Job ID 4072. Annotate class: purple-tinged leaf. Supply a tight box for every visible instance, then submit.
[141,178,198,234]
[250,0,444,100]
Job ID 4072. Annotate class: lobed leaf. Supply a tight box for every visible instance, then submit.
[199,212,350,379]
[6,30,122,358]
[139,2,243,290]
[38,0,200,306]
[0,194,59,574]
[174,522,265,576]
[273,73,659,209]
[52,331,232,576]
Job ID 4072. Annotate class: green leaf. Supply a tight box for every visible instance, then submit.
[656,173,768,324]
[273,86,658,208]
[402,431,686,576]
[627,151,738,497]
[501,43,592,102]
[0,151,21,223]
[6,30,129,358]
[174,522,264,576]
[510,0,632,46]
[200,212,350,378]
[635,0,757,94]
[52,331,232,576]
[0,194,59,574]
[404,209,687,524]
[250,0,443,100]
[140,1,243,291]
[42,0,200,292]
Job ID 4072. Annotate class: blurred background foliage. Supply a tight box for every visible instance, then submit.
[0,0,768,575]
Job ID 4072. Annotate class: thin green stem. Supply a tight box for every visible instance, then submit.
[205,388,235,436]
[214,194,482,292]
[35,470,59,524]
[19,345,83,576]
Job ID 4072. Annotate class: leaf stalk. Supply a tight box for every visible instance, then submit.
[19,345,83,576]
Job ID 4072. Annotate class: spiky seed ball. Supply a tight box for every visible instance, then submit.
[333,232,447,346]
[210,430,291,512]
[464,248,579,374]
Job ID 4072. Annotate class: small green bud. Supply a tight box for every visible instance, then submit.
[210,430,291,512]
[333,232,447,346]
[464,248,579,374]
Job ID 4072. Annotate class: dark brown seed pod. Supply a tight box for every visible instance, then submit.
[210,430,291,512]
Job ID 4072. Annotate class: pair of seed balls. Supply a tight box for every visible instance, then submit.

____________________

JOB:
Copy out each of the items above word for word, in the order given.

EXERCISE SOLUTION:
Job ID 4072. Annotate class: purple-tinged leaf. Supply a tight box for every visible instance, then submit.
[141,178,198,234]
[250,0,444,100]
Job ID 4072. Annotate class: lobed leaf. Supply a tight box for every visible instance, then submit.
[199,212,350,379]
[6,30,122,358]
[139,2,243,290]
[38,0,200,306]
[0,194,59,574]
[174,522,265,576]
[273,73,659,209]
[52,331,232,576]
Job ID 4072. Annotate class: green leaf. Supply a tight box for every visible instance, then submit.
[656,173,768,324]
[273,86,658,208]
[402,431,686,576]
[627,151,738,497]
[501,43,592,102]
[0,151,21,223]
[6,30,129,358]
[174,522,264,576]
[510,0,632,46]
[200,212,350,378]
[635,0,757,94]
[52,331,232,576]
[0,194,59,574]
[404,209,687,524]
[250,0,443,100]
[140,1,243,291]
[42,0,200,292]
Job ID 4072. Annotate class: blurred background foliage. Supply a tight box for every visible instance, then submit.
[0,0,768,575]
Job ID 4072. Annotate class: thin green stem. Supply a tight box for every visible instance, then submit.
[205,388,235,436]
[214,194,482,292]
[35,470,59,524]
[19,345,83,576]
Job ID 4072. Annotate class: leaf stalk. Supply a tight box for every visible instance, then submit.
[19,345,83,576]
Job ID 4072. Annotate class: spiky seed ball. Supply a tight box for every visible instance, then submit.
[333,232,447,346]
[210,430,291,512]
[464,248,579,374]
Job ID 4072. Annotate class: small green bud. Supply a tight box for every visible instance, then submit.
[210,430,291,512]
[333,232,447,346]
[464,248,579,374]
Job ID 4072. Annotate class: dark brown seed pod. Supply a tight box for every visible instance, then submit.
[210,430,291,512]
Job ID 4072. Annotate class: pair of seed balls. Supply a tight box for every visible instance, then submit.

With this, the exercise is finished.